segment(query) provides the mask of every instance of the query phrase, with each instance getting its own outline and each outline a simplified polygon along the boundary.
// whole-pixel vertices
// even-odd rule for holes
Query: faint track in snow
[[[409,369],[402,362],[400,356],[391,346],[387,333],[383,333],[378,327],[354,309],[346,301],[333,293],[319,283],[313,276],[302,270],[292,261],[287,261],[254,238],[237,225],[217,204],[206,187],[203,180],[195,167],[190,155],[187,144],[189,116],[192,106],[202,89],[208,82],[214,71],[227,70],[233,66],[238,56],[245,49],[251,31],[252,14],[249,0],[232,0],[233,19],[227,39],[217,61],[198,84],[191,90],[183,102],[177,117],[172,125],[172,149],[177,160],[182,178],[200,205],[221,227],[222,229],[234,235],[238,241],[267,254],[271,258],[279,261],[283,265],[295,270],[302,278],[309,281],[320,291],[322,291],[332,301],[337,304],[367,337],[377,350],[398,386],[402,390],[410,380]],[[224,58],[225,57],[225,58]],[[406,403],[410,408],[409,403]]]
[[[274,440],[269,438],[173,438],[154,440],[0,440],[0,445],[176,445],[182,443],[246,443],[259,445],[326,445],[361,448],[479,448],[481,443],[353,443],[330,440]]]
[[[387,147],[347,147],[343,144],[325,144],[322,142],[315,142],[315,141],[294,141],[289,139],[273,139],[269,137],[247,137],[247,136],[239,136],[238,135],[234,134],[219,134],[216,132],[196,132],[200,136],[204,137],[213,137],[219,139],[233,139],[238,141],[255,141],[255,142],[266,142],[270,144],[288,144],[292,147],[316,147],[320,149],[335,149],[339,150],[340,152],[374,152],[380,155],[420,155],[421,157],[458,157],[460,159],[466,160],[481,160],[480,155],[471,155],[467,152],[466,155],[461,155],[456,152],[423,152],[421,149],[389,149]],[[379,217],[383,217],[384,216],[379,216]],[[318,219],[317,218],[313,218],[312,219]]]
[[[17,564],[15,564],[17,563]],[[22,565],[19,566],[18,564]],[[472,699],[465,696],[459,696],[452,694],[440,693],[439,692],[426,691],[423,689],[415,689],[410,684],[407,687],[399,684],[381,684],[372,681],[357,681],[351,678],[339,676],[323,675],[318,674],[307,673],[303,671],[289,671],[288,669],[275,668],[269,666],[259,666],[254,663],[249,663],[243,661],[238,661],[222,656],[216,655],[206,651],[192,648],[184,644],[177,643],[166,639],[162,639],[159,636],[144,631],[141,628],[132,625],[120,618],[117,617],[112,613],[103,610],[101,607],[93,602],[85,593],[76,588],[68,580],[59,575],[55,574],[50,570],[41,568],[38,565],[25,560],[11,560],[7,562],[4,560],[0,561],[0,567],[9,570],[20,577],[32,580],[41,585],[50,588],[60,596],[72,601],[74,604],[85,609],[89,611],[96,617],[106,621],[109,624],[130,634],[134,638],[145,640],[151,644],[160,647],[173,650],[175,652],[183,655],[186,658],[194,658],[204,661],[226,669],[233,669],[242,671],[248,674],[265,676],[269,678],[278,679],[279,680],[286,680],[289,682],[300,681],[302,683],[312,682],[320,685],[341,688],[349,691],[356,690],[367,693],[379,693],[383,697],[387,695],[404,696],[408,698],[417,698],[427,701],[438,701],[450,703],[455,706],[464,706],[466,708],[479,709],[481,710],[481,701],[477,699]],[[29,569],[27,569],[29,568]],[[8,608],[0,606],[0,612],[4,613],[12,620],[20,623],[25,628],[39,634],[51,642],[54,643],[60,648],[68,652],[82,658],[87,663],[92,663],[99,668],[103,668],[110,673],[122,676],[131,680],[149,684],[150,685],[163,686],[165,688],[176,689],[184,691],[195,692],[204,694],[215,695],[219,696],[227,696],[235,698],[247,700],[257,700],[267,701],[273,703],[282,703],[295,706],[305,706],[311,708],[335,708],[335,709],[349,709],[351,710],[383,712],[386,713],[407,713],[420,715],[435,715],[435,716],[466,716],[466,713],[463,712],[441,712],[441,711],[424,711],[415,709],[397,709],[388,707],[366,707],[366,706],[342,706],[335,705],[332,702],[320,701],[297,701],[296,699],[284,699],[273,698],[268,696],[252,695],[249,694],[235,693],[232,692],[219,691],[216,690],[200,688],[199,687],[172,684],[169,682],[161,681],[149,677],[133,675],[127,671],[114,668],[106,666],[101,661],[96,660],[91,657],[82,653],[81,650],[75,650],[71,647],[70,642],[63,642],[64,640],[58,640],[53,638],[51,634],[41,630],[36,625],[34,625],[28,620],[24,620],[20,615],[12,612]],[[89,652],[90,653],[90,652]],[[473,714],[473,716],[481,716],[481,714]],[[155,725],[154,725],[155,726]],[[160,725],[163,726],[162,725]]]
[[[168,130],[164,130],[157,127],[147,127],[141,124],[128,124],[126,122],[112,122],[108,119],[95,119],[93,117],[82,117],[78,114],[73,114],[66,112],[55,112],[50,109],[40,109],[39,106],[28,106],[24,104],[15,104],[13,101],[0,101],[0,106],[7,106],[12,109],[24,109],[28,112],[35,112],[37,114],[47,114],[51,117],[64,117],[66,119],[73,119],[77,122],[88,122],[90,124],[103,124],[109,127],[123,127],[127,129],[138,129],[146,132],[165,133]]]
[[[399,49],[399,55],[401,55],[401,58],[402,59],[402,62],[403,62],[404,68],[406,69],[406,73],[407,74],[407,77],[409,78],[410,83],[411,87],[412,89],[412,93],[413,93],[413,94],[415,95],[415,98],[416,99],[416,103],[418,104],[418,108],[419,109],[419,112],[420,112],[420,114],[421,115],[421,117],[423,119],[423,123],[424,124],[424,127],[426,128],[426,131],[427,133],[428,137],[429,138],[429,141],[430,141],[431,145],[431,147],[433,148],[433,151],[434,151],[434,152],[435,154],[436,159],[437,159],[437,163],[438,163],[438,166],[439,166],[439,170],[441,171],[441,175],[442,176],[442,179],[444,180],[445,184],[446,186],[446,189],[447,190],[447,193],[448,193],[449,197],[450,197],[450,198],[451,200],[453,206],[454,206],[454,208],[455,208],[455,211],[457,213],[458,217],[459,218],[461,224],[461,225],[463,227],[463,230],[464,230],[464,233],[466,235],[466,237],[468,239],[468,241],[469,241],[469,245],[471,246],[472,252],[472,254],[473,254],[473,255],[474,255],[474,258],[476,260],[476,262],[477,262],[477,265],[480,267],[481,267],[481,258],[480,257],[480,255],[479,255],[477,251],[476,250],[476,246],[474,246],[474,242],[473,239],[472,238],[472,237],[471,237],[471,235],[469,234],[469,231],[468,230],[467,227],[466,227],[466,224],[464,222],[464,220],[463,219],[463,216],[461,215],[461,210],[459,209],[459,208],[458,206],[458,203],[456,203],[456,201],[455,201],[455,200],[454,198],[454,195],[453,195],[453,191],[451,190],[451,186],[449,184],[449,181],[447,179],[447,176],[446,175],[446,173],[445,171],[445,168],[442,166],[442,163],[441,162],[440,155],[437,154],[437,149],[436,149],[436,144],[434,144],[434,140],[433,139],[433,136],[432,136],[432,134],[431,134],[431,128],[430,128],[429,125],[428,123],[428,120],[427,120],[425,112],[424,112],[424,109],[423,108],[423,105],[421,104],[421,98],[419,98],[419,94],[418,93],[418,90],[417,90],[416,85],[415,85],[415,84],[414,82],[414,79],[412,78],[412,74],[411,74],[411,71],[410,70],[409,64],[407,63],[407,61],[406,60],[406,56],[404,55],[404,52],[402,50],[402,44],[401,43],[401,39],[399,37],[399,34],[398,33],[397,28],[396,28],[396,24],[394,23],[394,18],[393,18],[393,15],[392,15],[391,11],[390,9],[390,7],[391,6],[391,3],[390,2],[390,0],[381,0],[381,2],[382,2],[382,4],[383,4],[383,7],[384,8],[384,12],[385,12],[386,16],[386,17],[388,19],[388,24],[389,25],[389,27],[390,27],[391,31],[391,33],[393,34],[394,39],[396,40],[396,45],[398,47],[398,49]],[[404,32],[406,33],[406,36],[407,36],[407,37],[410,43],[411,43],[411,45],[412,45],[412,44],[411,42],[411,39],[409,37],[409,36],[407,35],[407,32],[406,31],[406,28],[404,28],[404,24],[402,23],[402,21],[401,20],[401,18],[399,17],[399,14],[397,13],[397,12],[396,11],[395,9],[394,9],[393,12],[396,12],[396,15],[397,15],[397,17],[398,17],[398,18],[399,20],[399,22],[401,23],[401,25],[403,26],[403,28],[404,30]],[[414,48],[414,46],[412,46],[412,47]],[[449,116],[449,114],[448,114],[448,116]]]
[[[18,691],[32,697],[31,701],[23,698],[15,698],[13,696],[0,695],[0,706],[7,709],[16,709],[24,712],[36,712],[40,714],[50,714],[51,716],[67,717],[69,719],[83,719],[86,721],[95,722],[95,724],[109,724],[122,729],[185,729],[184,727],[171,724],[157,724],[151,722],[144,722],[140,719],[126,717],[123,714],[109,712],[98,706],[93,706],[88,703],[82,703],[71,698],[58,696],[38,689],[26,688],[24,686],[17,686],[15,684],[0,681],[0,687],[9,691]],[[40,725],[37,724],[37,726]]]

Aim of the task - Gather every line in the listing above that contains the word "with", and copy each of those lines out in full.

Exercise answer -
segment(query) provides the mask of every instance of the query phrase, with each instance getting its own outline and each outline a simplified polygon along the boundary.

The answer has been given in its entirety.